Source passage =>
______

Marine combat veteran kills 12 in California bar
THOUSAND OAKS, Calif. — Terrified patrons hurled barstools through windows to escape or threw their bodies protectively on top of friends as a Marine combat veteran killed 12 people at a country music bar in an attack that added Thousand Oaks to the tragic roster of American cities traumatized by mass shootings.
Dressed all in black with his hood pulled up, the gunman apparently took his own life as scores of police converged on the Borderline Bar and Grill in Southern California.
The motive for the rampage late Wednesday night was under investigation.
The killer, Ian David Long, 28, was a former machine gunner and Afghanistan war veteran who was interviewed by police at his home last spring after an episode of agitated behavior that authorities were told might be post-traumatic stress disorder.
Opening fire with a handgun with an illegal, extra-capacity magazine, Long shot a security guard outside the bar and then went in and took aim at employees and customers, authorities said. He also used a smoke bomb, according to a law enforcement official who was not authorized to discuss the investigation publicly and spoke on condition of anonymity.

______

Labeled shape records

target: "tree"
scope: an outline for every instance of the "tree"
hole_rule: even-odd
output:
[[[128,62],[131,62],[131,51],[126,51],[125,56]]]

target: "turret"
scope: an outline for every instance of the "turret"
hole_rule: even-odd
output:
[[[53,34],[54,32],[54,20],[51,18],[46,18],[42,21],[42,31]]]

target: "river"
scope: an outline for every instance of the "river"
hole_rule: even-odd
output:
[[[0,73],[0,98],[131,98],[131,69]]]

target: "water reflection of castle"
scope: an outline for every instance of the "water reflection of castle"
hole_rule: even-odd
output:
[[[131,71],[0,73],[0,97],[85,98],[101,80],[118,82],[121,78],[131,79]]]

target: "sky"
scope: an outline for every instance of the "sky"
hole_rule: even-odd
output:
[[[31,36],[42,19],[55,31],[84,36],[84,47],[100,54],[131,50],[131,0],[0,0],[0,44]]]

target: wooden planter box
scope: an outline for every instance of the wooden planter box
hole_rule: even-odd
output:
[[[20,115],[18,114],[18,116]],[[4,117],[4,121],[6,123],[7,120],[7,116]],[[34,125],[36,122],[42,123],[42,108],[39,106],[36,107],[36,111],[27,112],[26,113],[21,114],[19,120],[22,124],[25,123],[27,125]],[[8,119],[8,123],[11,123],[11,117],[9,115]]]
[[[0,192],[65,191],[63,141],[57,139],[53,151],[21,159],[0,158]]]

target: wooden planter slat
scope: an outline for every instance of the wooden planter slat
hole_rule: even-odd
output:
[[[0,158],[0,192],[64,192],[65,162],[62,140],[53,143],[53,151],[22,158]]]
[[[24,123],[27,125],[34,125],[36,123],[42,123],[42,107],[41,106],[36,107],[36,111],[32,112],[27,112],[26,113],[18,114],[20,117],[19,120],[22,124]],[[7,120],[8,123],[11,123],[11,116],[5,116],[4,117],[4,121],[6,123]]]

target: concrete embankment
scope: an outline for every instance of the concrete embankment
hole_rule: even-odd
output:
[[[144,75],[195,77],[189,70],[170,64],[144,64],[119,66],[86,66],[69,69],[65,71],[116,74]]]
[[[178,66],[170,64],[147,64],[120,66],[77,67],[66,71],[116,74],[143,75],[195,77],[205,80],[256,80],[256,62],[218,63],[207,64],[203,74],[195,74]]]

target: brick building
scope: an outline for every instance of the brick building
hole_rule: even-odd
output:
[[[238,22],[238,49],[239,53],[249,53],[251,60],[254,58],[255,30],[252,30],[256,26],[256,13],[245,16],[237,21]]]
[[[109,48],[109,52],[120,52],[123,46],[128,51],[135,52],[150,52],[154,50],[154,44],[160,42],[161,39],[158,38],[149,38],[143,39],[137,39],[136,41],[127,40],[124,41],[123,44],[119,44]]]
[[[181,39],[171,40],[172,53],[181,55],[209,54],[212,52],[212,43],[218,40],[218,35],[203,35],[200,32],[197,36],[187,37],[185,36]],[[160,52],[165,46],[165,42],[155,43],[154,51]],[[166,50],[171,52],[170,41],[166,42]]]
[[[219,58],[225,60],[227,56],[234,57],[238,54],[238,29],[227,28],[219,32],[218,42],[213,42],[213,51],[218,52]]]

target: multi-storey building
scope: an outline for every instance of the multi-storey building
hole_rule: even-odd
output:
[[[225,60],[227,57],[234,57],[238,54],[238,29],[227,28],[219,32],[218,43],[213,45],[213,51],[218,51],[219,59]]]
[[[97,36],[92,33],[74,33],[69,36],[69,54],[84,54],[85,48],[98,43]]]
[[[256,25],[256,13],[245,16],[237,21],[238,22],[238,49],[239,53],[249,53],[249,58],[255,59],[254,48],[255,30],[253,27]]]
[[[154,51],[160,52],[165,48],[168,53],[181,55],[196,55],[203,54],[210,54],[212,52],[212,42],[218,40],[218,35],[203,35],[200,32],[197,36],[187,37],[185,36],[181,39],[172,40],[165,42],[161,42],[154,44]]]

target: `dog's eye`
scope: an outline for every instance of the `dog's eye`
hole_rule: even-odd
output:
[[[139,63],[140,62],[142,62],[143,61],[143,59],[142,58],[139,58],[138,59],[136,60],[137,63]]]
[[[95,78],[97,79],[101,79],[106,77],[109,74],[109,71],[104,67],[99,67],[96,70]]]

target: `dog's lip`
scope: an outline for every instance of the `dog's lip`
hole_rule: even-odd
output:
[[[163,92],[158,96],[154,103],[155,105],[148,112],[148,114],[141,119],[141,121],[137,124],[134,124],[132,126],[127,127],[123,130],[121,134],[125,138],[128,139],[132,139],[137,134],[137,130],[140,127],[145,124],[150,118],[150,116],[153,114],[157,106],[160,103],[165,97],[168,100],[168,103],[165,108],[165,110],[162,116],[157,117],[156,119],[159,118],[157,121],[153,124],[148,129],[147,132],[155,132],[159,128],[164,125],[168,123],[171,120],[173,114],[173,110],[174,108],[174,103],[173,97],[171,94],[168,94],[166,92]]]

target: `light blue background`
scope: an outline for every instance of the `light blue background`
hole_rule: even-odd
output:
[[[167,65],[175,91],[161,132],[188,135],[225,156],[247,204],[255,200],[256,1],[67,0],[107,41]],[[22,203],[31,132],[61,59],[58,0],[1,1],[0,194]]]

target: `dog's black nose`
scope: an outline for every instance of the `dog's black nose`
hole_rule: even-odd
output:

______

Work to do =>
In the news report on the Thousand Oaks bar shooting, what weapon did the gunman open fire with?

Exercise result =>
A handgun with an illegal, extra-capacity magazine.